--- start of Extracted data ---

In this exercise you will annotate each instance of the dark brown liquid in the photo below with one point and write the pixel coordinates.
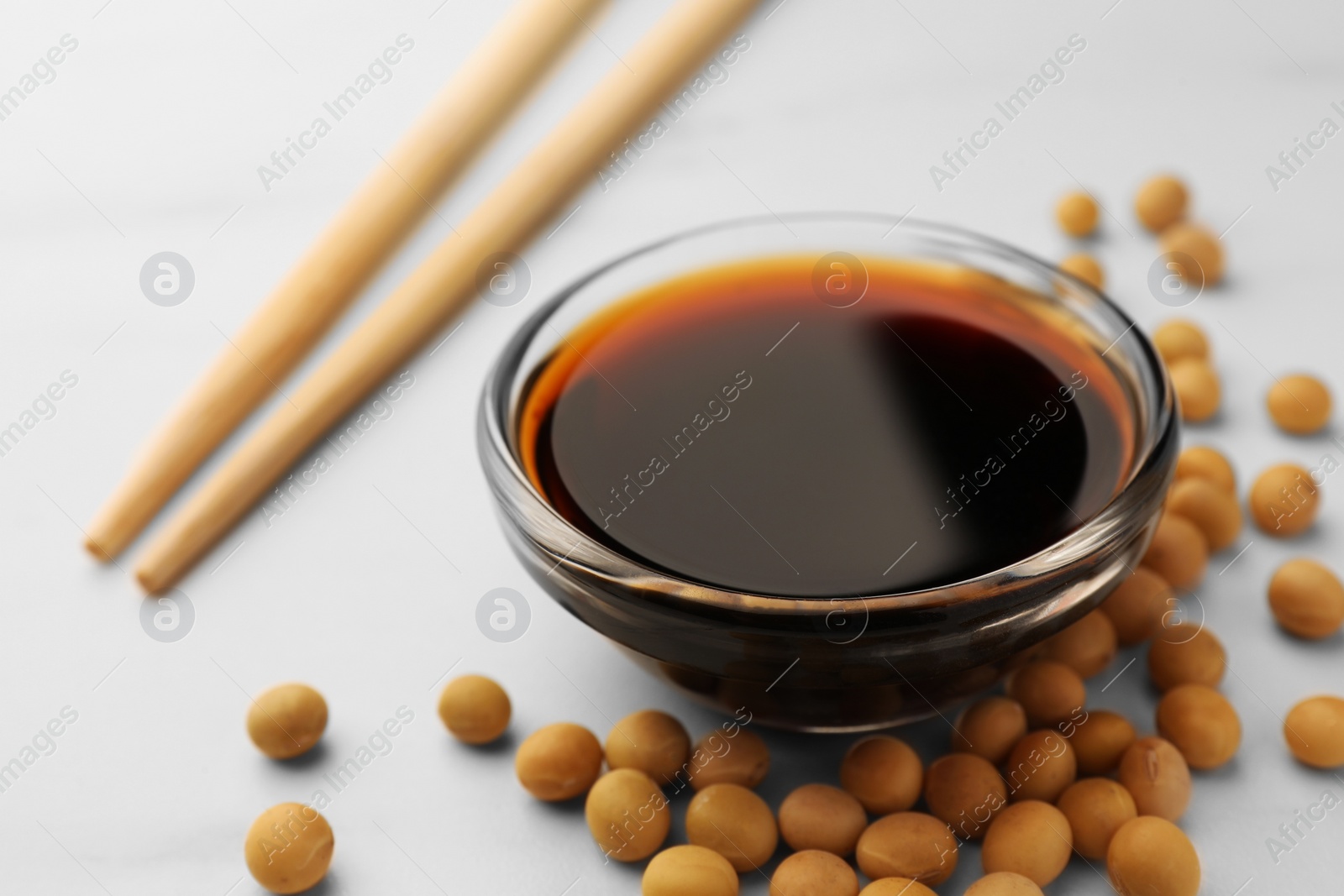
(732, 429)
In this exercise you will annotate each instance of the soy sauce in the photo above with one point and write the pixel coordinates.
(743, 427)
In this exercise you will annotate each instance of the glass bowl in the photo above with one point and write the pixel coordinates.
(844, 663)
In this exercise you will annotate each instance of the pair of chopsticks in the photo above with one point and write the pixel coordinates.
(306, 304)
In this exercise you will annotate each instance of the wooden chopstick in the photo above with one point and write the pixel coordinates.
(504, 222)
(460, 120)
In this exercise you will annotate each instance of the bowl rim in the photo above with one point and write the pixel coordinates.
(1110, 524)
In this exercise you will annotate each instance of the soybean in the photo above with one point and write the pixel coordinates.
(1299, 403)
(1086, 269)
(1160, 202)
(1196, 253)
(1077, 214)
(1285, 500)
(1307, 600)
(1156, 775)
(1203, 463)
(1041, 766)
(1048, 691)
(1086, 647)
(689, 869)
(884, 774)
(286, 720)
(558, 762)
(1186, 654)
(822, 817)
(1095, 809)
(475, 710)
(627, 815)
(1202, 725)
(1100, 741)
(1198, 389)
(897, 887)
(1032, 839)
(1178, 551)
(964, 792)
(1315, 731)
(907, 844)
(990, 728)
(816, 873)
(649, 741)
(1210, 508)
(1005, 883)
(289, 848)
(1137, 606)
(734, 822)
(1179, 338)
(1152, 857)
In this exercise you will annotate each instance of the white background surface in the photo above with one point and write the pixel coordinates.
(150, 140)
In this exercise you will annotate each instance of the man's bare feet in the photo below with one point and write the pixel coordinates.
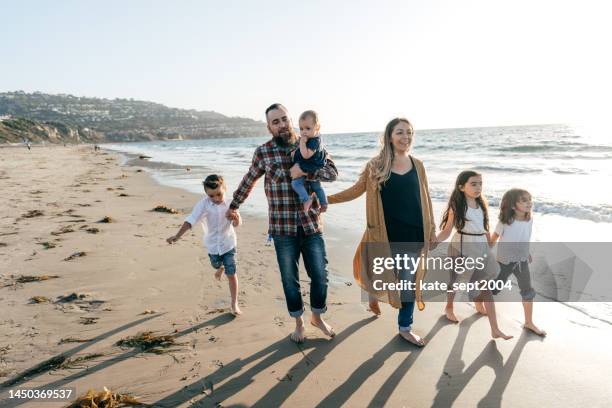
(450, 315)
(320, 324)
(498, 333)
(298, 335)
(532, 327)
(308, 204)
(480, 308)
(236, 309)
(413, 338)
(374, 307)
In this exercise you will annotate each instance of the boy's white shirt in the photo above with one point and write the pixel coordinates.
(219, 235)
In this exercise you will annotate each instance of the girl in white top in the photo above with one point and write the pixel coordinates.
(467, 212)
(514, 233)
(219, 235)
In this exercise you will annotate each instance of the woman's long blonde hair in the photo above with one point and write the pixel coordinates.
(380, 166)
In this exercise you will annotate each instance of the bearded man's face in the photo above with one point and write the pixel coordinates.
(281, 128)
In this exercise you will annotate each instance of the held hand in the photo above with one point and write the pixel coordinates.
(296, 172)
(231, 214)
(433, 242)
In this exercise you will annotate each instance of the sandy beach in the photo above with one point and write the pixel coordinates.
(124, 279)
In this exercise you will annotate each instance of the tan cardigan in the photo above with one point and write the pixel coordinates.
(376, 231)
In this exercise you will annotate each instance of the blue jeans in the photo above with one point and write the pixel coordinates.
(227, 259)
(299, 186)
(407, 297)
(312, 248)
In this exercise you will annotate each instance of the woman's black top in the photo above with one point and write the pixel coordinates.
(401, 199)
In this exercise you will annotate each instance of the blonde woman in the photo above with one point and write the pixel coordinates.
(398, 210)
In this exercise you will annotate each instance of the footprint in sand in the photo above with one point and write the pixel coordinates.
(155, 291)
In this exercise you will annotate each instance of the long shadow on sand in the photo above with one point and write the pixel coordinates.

--- end of Extracted data ---

#### [Directions]
Every record above should be written out again exactly; the pictures stay out of the copy.

#### [The output]
In this exercise you will annotate each instance of the dark brown liquid in the photo below with one point and write the pixel coordinates.
(732, 429)
In this exercise you will annotate each instance of the soy sauce in the photo above with one point and write the pixel coordinates.
(743, 427)
In this exercise you will annotate each instance of the glass bowl in the photo above with one point and write the pixel coordinates.
(844, 663)
In this exercise you will annotate each instance of the pair of chopsticks in the photo above with one point and write the pixel coordinates.
(306, 304)
In this exercise you will annotate each instance of the wooden chopstick in the photo above with one point and write the pixel coordinates.
(504, 222)
(460, 120)
In this exercise you will annotate each instance of the bowl rim in the photo above with one point and write the pixel coordinates.
(1110, 524)
In this exercise you will annotate each instance of the soybean in the photo above with one point and write the pixel coordinates.
(1299, 403)
(1086, 269)
(1160, 202)
(1196, 253)
(1077, 214)
(1285, 500)
(1307, 600)
(1156, 775)
(1203, 463)
(1041, 766)
(1048, 691)
(1086, 647)
(689, 869)
(884, 774)
(286, 720)
(558, 762)
(1186, 654)
(822, 817)
(1095, 809)
(475, 710)
(627, 815)
(1202, 725)
(1100, 741)
(1198, 389)
(897, 887)
(1032, 839)
(1178, 551)
(964, 792)
(1315, 731)
(907, 844)
(990, 728)
(816, 873)
(649, 741)
(1210, 508)
(1005, 883)
(289, 848)
(1137, 606)
(734, 822)
(1179, 338)
(1152, 857)
In this exercise you will annotate each instance of the white background surface in the photo above with one point and write the pixel coordinates.
(150, 140)
In this exercise you will annotate each instance of the man's bare feet in the photo below with one point and write the pixel coordinates.
(450, 315)
(320, 324)
(498, 333)
(298, 335)
(532, 327)
(308, 204)
(480, 308)
(236, 309)
(413, 338)
(374, 307)
In this exercise you will annotate each instance of the boy's white shirt in the photo above with one point and write the pixel coordinates.
(219, 235)
In this exercise you will annotate each instance of the girl in white top in the photo above with one point and write the pixel coordinates.
(467, 212)
(514, 233)
(219, 235)
In this exercise you will annotate each instance of the woman's long blonde hair in the photo above with one point and write the pixel coordinates.
(380, 166)
In this exercise you will annotate each instance of the bearded man's face in the photo above with one point and write the pixel coordinates.
(281, 128)
In this exercise you will annotate each instance of the held hand in the photo above with one point and write the pixel coordinates.
(296, 172)
(231, 214)
(433, 242)
In this exercise you will annotate each instance of the sandy beach in the photo above with one point and write the pixel coordinates.
(124, 279)
In this exercise you will annotate each instance of the tan cardigan in the photo above with one point and write the pixel coordinates.
(376, 231)
In this exercise you will annotate each instance of the blue jeans in the photo above with one point and write the pixel coordinates.
(227, 259)
(299, 186)
(407, 297)
(312, 248)
In this exercise you will annotate each instance of the woman's black top in the photo above with one point and write the pixel coordinates.
(401, 199)
In this exercise you will annotate each instance of the blonde woman in the photo above with one point and write the pixel coordinates.
(398, 210)
In this exercise you will annotate each instance of the footprint in sand in the photo above with one point and write the pixel coordinates.
(155, 291)
In this exercise you will annotate each instance of the long shadow on sand in the photo above with one point and write the pixel coordinates.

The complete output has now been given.